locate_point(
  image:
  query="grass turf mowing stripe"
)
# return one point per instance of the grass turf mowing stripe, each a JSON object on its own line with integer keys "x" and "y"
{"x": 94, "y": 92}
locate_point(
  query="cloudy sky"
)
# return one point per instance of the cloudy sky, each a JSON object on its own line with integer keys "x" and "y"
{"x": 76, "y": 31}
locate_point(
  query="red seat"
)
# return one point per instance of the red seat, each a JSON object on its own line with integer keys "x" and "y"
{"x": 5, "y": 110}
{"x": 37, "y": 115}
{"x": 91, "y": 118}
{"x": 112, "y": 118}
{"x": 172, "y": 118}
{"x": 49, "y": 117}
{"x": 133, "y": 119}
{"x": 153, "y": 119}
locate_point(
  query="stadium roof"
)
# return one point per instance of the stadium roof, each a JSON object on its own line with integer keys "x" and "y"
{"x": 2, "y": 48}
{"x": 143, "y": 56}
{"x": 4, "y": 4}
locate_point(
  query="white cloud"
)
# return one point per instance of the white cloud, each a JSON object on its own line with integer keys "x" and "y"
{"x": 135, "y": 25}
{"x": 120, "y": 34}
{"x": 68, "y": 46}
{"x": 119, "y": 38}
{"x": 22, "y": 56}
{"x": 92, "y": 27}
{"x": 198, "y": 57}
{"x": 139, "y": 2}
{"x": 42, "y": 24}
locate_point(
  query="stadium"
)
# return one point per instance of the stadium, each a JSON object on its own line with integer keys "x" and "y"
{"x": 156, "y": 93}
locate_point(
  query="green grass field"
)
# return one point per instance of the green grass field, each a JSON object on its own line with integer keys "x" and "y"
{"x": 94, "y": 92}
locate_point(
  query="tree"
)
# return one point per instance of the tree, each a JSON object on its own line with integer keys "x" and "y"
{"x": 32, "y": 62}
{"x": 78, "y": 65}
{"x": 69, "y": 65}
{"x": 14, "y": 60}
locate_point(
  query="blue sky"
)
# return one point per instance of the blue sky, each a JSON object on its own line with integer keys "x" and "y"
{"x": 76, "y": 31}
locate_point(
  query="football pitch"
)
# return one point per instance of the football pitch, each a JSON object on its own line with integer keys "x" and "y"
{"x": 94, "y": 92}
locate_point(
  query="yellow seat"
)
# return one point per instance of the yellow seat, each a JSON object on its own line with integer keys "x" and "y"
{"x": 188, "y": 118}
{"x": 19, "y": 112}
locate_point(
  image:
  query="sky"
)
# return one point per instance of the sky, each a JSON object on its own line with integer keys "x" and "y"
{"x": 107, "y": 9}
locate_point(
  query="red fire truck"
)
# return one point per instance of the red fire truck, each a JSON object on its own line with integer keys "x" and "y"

* * *

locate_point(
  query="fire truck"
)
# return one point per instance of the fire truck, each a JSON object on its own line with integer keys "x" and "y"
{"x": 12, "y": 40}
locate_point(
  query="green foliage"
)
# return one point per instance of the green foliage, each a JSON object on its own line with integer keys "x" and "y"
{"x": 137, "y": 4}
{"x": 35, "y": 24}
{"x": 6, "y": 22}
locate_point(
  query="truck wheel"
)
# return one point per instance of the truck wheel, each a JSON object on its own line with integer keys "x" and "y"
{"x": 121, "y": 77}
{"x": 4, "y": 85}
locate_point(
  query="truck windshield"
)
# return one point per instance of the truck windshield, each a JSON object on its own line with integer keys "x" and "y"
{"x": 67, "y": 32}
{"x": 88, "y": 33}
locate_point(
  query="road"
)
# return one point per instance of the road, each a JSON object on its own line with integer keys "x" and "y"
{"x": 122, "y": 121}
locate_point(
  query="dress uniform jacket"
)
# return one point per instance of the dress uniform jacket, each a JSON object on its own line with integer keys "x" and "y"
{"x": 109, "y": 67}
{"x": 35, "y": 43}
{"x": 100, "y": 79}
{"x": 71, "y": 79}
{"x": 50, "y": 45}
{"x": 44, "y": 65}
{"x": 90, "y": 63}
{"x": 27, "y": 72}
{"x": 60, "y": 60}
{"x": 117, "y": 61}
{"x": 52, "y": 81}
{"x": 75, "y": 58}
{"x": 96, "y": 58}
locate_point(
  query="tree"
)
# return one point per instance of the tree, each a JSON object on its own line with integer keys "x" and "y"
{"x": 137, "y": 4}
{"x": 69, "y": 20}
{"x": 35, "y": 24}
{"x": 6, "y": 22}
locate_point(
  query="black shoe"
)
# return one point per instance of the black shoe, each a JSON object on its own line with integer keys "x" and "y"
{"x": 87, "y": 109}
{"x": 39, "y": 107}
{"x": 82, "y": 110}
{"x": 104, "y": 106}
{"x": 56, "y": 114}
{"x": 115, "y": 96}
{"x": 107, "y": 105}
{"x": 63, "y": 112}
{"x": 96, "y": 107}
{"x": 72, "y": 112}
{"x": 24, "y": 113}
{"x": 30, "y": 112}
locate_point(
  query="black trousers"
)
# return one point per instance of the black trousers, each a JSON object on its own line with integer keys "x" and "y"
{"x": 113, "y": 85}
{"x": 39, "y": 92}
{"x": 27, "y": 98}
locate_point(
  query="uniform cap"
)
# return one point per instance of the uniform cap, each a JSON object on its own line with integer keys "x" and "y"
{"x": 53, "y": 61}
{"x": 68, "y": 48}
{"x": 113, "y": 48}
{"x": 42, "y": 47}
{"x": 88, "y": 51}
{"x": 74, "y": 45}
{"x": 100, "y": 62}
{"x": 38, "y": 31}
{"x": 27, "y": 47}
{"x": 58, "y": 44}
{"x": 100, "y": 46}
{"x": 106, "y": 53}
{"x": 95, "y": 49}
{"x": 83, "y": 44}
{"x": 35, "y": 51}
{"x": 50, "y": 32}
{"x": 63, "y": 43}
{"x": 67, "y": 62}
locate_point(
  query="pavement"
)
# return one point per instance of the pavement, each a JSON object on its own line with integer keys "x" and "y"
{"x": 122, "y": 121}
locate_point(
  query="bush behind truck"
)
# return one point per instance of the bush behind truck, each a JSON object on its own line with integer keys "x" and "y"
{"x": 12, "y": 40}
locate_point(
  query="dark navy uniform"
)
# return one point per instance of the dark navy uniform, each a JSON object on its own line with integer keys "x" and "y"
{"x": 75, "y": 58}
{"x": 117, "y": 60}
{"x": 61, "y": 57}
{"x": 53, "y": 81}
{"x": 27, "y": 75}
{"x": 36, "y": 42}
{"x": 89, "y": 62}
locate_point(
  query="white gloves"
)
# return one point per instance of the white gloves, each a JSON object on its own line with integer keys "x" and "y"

• **WHAT YOU NEED TO DO**
Return every line of the entries above that contains the word "fire".

• **OUTPUT FOR THIS TASK**
  query="red fire truck"
# return one point per instance of the red fire truck, each a JSON object on its own line with integer keys "x" and "y"
  query="fire truck"
# return one point per instance of the fire truck, each a JSON object on its own line with integer keys "x" and "y"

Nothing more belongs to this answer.